# Winterabdeckung



## fischpapa (8. Aug. 2008)

Hallo, würde gerne für meinen Teich eine Winterabdeckung bauen,nur ich weiss nicht wie ?  Habt ihr auch eine Winterabdeckung?Stellt doch mal Bilder ein damit ich mir ein paar Anregungen holen kann!
Mein Teich ist 3m x 1,50m. Wäre nett wenn Ihr mir eure Winterabdeckungen präsentiert! Weil ich weiss leider nicht wie ich eine bauen soll!

mfg Christian


----------



## rainthanner (8. Aug. 2008)

*AW: Winterabdeckung*

Hallo Christian, 

zum Thema Winter- oder Teichabdeckung sollte unsere Suchfunktion einiges hergeben.  


Gruß Rainer


----------



## fischpapa (13. Aug. 2008)

*AW: Winterabdeckung*

Hallo,
hat den hier keiner ein paar Fotos von seiner Winterabdeckung?
Gibts doch nicht!Holt Ihr alle eure Fischis über den Winter auf die Coutsch? 

mfg Christian


----------



## karsten. (13. Aug. 2008)

*AW: Winterabdeckung*

Hallo Christian 

schau mal !
ich hab einfach nur Abdeckung in die Albumsuche 
eingegeben :

https://www.hobby-gartenteich.de/gallery/browseimages.php?do=searchresults&searchid=1979

jetzt könnte man über die Profile die Beiträge der User zum Thema raussuchen
oder in Stichwortsuche Bälle , Styropur, Abdeckung 

oder

warten  


mfG


----------



## Digicat (13. Aug. 2008)

◇ ◇ ◇ ◇ ◇ ◇ ◇

## Aufgabe 1
Bitte such aus den Datensätzen jede Zeile heraus, in der das Wort „hijab“ vorkommt.

## Eingabedaten
◇ ◇ ◇ ◇ ◇ ◇ ◇

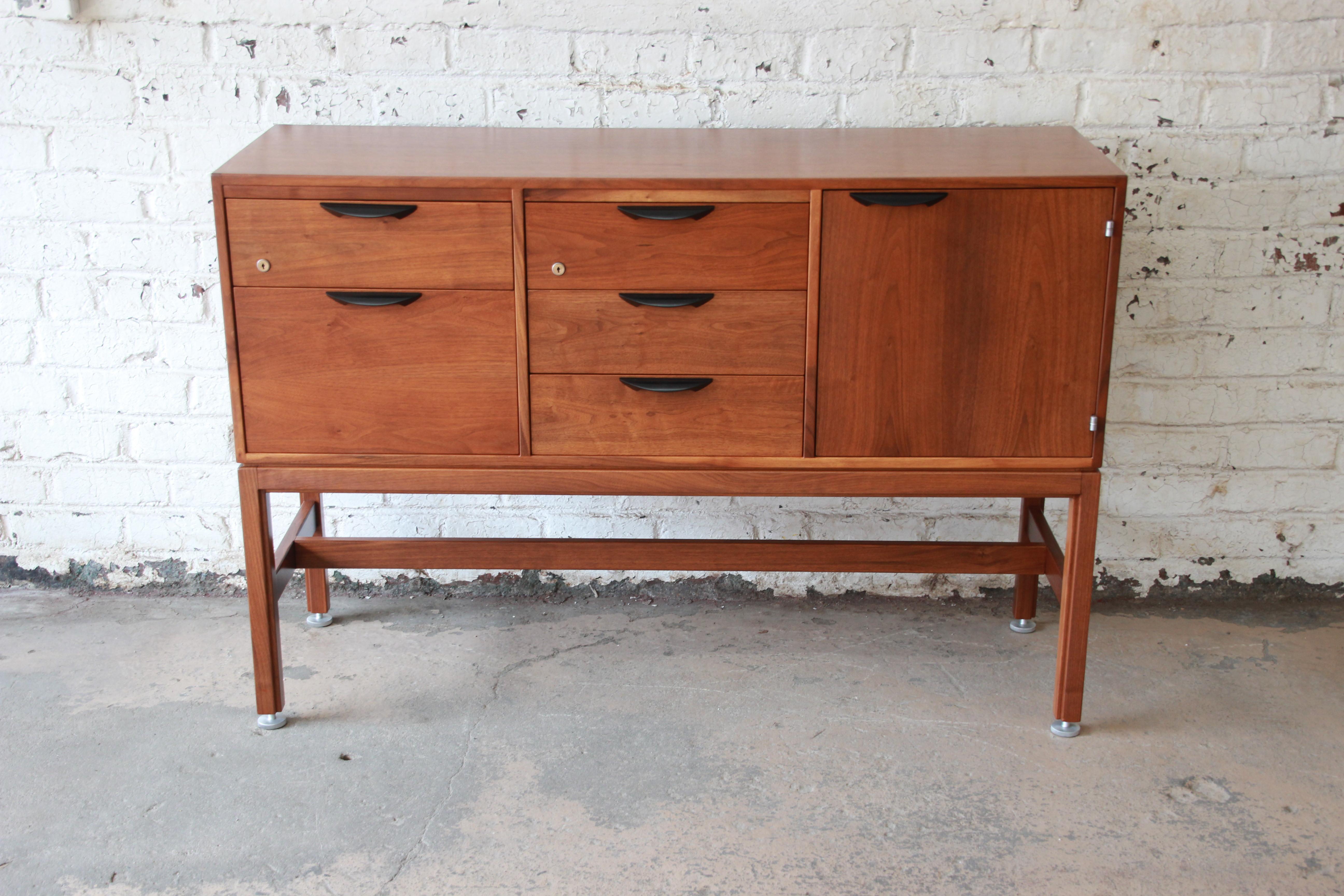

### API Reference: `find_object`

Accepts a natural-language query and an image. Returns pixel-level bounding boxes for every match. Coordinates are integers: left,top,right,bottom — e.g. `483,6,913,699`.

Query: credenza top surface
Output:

◇ ◇ ◇ ◇ ◇ ◇ ◇

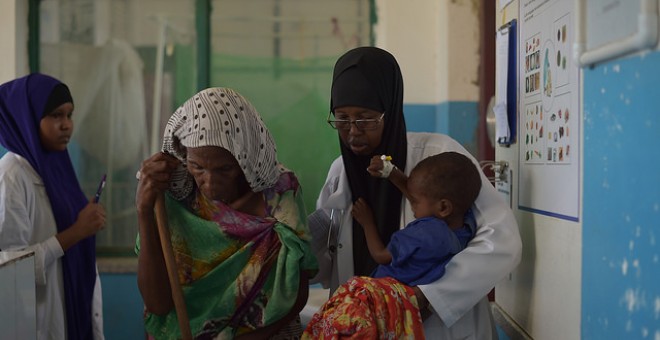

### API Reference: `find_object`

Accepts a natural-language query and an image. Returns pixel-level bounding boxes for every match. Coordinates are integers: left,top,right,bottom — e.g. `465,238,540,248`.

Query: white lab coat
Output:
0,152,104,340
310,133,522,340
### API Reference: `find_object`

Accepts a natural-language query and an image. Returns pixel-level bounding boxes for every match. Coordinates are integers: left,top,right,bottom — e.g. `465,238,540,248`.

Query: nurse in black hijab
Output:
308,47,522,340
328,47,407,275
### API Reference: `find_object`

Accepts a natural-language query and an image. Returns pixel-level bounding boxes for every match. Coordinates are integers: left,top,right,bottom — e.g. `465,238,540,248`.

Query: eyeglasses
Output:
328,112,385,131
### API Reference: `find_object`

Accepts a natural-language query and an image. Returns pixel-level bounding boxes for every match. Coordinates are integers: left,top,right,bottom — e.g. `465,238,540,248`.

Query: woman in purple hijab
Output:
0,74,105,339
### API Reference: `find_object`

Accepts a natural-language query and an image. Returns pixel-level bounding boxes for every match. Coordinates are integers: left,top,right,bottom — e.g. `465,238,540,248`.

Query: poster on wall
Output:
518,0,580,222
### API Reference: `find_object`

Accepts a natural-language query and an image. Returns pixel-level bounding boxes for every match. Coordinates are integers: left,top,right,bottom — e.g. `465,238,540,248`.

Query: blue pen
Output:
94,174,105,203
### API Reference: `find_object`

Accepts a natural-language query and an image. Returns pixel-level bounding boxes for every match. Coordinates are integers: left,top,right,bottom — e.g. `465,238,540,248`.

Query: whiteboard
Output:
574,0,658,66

◇ ◇ ◇ ◇ ◇ ◇ ◇

## Aufgabe 2
Warum soll im Forenthread zur Winterabdeckung nach Christians Wunsch jemand Bilder der eigenen Winterabdeckung einstellen?

## Richtige Antwort 1
Query: nurse in black hijab
Query: woman in purple hijab

## Richtige Antwort 2
Christian möchte sich daran Anregungen holen. Christian weiß nämlich nicht, wie man für den eigenen Teich eine Winterabdeckung baut.